WORK INSTRUCTIONS:
Copy the rows below, without any changes, from the line containing "Where can you see the dry" through the last line, both ends included. Leave the pictures out of your copy.
╭─ GIVEN ENTRIES
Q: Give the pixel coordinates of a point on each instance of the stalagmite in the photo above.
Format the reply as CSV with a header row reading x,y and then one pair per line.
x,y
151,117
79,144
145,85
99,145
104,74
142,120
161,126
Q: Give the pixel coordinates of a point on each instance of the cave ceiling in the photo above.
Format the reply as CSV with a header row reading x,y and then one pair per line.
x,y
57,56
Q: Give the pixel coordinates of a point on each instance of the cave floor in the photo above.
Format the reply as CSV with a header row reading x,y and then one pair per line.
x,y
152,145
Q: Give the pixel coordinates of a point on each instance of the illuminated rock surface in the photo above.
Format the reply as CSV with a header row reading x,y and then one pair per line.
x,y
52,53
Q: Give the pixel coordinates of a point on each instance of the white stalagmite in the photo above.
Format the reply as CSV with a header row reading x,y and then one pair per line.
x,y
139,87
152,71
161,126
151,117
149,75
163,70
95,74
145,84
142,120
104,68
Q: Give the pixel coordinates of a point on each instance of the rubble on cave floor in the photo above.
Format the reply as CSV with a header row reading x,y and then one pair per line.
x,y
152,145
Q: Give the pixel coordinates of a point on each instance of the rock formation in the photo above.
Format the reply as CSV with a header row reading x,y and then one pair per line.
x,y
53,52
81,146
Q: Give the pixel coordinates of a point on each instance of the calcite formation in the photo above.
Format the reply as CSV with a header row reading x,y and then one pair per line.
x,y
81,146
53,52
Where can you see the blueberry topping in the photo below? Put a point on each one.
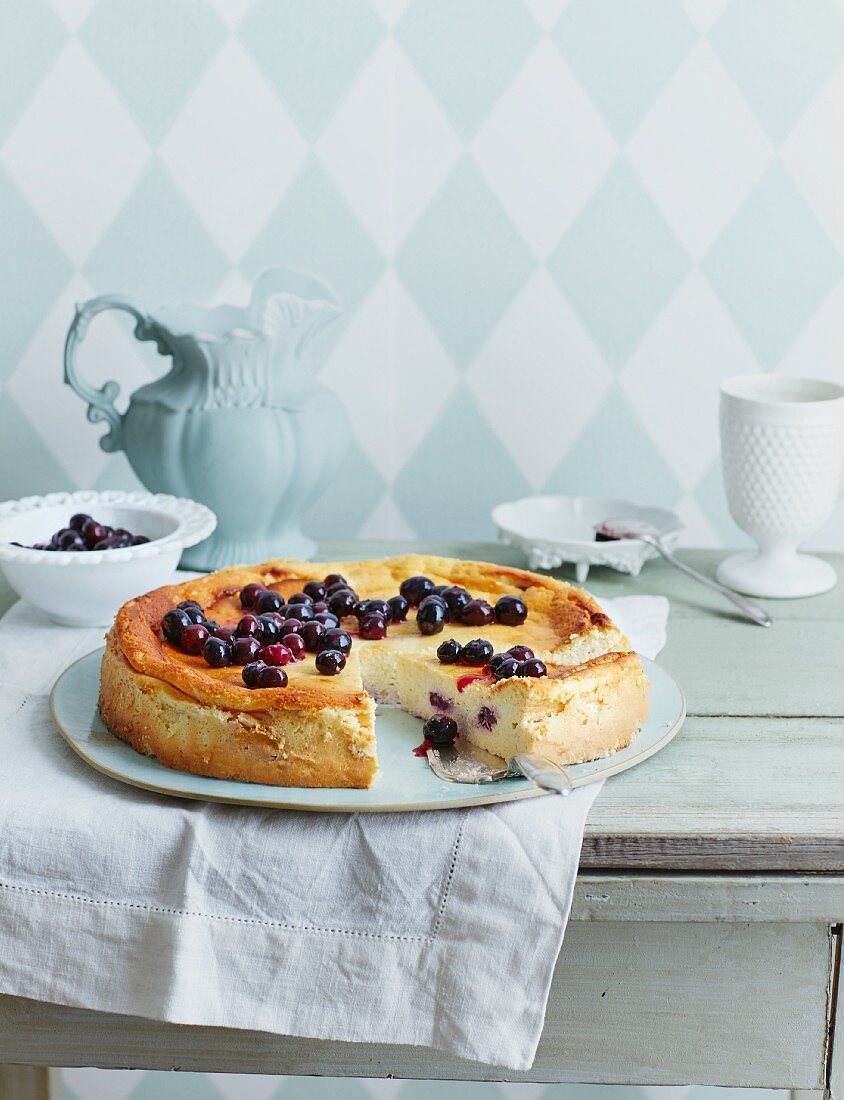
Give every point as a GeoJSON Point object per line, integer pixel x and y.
{"type": "Point", "coordinates": [299, 597]}
{"type": "Point", "coordinates": [439, 702]}
{"type": "Point", "coordinates": [511, 611]}
{"type": "Point", "coordinates": [342, 602]}
{"type": "Point", "coordinates": [311, 634]}
{"type": "Point", "coordinates": [477, 613]}
{"type": "Point", "coordinates": [269, 628]}
{"type": "Point", "coordinates": [337, 638]}
{"type": "Point", "coordinates": [194, 638]}
{"type": "Point", "coordinates": [456, 598]}
{"type": "Point", "coordinates": [478, 651]}
{"type": "Point", "coordinates": [244, 650]}
{"type": "Point", "coordinates": [269, 601]}
{"type": "Point", "coordinates": [295, 644]}
{"type": "Point", "coordinates": [430, 618]}
{"type": "Point", "coordinates": [251, 672]}
{"type": "Point", "coordinates": [249, 595]}
{"type": "Point", "coordinates": [276, 655]}
{"type": "Point", "coordinates": [521, 652]}
{"type": "Point", "coordinates": [271, 675]}
{"type": "Point", "coordinates": [373, 627]}
{"type": "Point", "coordinates": [449, 651]}
{"type": "Point", "coordinates": [398, 608]}
{"type": "Point", "coordinates": [217, 651]}
{"type": "Point", "coordinates": [533, 667]}
{"type": "Point", "coordinates": [173, 624]}
{"type": "Point", "coordinates": [415, 589]}
{"type": "Point", "coordinates": [330, 661]}
{"type": "Point", "coordinates": [249, 627]}
{"type": "Point", "coordinates": [505, 668]}
{"type": "Point", "coordinates": [440, 730]}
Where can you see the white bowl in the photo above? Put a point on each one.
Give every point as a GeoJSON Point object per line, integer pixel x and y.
{"type": "Point", "coordinates": [557, 529]}
{"type": "Point", "coordinates": [86, 589]}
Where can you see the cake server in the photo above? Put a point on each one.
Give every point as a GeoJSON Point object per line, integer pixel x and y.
{"type": "Point", "coordinates": [469, 765]}
{"type": "Point", "coordinates": [646, 532]}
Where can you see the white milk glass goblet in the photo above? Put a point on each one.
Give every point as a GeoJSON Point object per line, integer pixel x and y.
{"type": "Point", "coordinates": [782, 452]}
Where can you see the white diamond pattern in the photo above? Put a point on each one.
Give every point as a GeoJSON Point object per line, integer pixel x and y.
{"type": "Point", "coordinates": [75, 155]}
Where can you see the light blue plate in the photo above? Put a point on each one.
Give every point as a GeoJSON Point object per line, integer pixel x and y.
{"type": "Point", "coordinates": [404, 781]}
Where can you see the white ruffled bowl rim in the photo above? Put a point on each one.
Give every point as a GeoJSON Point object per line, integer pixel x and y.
{"type": "Point", "coordinates": [194, 523]}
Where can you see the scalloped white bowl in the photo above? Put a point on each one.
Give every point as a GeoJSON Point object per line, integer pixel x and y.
{"type": "Point", "coordinates": [87, 589]}
{"type": "Point", "coordinates": [557, 529]}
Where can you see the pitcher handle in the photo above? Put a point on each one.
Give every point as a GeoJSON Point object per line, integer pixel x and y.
{"type": "Point", "coordinates": [100, 402]}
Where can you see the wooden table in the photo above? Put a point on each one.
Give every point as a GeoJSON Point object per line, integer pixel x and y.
{"type": "Point", "coordinates": [704, 945]}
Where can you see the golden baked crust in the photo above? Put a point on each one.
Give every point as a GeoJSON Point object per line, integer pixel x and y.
{"type": "Point", "coordinates": [318, 730]}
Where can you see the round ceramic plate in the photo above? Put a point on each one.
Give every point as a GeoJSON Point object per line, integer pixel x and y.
{"type": "Point", "coordinates": [404, 781]}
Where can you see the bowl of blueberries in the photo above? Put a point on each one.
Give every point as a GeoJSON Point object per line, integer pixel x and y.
{"type": "Point", "coordinates": [79, 556]}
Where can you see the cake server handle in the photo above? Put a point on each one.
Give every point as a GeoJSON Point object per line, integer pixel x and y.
{"type": "Point", "coordinates": [543, 771]}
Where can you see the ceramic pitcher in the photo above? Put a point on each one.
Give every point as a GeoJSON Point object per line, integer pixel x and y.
{"type": "Point", "coordinates": [239, 421]}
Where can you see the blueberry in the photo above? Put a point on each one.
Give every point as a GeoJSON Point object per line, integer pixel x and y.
{"type": "Point", "coordinates": [269, 601]}
{"type": "Point", "coordinates": [533, 667]}
{"type": "Point", "coordinates": [249, 595]}
{"type": "Point", "coordinates": [521, 652]}
{"type": "Point", "coordinates": [449, 651]}
{"type": "Point", "coordinates": [478, 651]}
{"type": "Point", "coordinates": [330, 661]}
{"type": "Point", "coordinates": [477, 613]}
{"type": "Point", "coordinates": [276, 655]}
{"type": "Point", "coordinates": [373, 627]}
{"type": "Point", "coordinates": [244, 650]}
{"type": "Point", "coordinates": [507, 667]}
{"type": "Point", "coordinates": [194, 638]}
{"type": "Point", "coordinates": [311, 634]}
{"type": "Point", "coordinates": [415, 589]}
{"type": "Point", "coordinates": [271, 675]}
{"type": "Point", "coordinates": [269, 628]}
{"type": "Point", "coordinates": [431, 617]}
{"type": "Point", "coordinates": [398, 608]}
{"type": "Point", "coordinates": [295, 644]}
{"type": "Point", "coordinates": [337, 638]}
{"type": "Point", "coordinates": [251, 672]}
{"type": "Point", "coordinates": [173, 624]}
{"type": "Point", "coordinates": [456, 598]}
{"type": "Point", "coordinates": [327, 619]}
{"type": "Point", "coordinates": [440, 730]}
{"type": "Point", "coordinates": [342, 602]}
{"type": "Point", "coordinates": [217, 651]}
{"type": "Point", "coordinates": [511, 611]}
{"type": "Point", "coordinates": [249, 627]}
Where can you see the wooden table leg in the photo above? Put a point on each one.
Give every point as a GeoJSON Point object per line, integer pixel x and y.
{"type": "Point", "coordinates": [30, 1082]}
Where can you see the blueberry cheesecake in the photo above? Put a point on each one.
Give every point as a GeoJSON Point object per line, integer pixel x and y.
{"type": "Point", "coordinates": [271, 673]}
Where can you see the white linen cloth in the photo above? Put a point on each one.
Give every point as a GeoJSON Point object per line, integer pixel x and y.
{"type": "Point", "coordinates": [437, 928]}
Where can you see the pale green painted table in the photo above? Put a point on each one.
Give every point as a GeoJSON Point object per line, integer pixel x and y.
{"type": "Point", "coordinates": [705, 937]}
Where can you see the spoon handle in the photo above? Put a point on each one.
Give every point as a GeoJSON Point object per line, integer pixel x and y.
{"type": "Point", "coordinates": [747, 607]}
{"type": "Point", "coordinates": [544, 772]}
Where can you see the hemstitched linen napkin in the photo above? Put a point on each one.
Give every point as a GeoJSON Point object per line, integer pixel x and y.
{"type": "Point", "coordinates": [437, 928]}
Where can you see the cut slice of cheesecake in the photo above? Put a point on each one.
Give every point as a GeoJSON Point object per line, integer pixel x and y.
{"type": "Point", "coordinates": [577, 713]}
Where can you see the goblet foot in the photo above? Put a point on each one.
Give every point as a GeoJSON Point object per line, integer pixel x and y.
{"type": "Point", "coordinates": [781, 575]}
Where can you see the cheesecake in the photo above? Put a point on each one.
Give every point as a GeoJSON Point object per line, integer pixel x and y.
{"type": "Point", "coordinates": [188, 678]}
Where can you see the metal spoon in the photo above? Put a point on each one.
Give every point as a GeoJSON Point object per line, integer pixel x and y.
{"type": "Point", "coordinates": [464, 763]}
{"type": "Point", "coordinates": [646, 532]}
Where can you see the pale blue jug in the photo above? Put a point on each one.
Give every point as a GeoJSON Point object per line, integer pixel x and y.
{"type": "Point", "coordinates": [239, 422]}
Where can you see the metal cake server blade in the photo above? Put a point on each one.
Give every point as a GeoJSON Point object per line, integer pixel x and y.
{"type": "Point", "coordinates": [464, 763]}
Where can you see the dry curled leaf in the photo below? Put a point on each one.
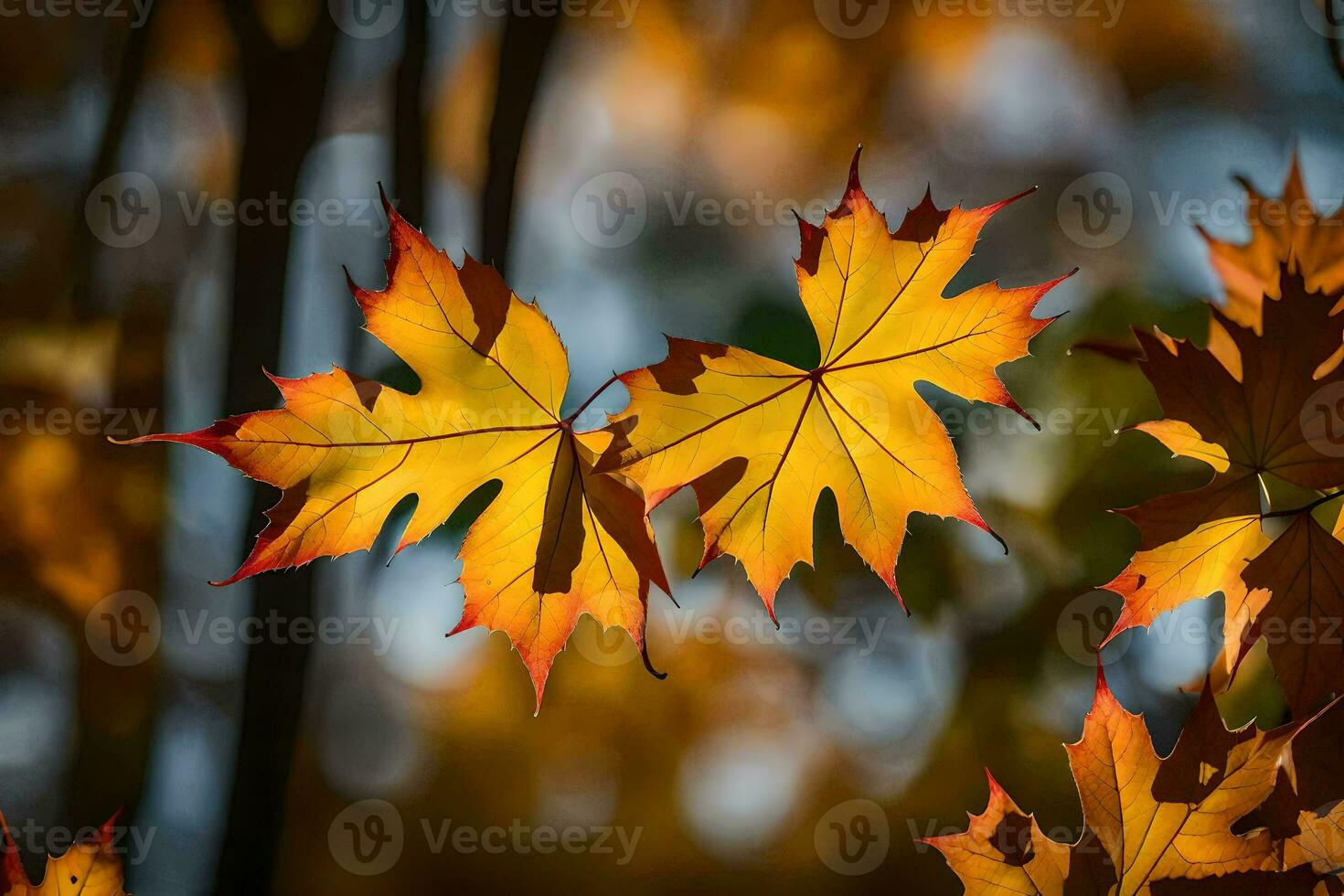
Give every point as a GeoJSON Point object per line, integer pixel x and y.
╰─
FINISHED ANSWER:
Where can you see the dry curled leaf in the photo below? Put a point on each one.
Give every point as a GeoJSON Point object per line, integer pixel x and y.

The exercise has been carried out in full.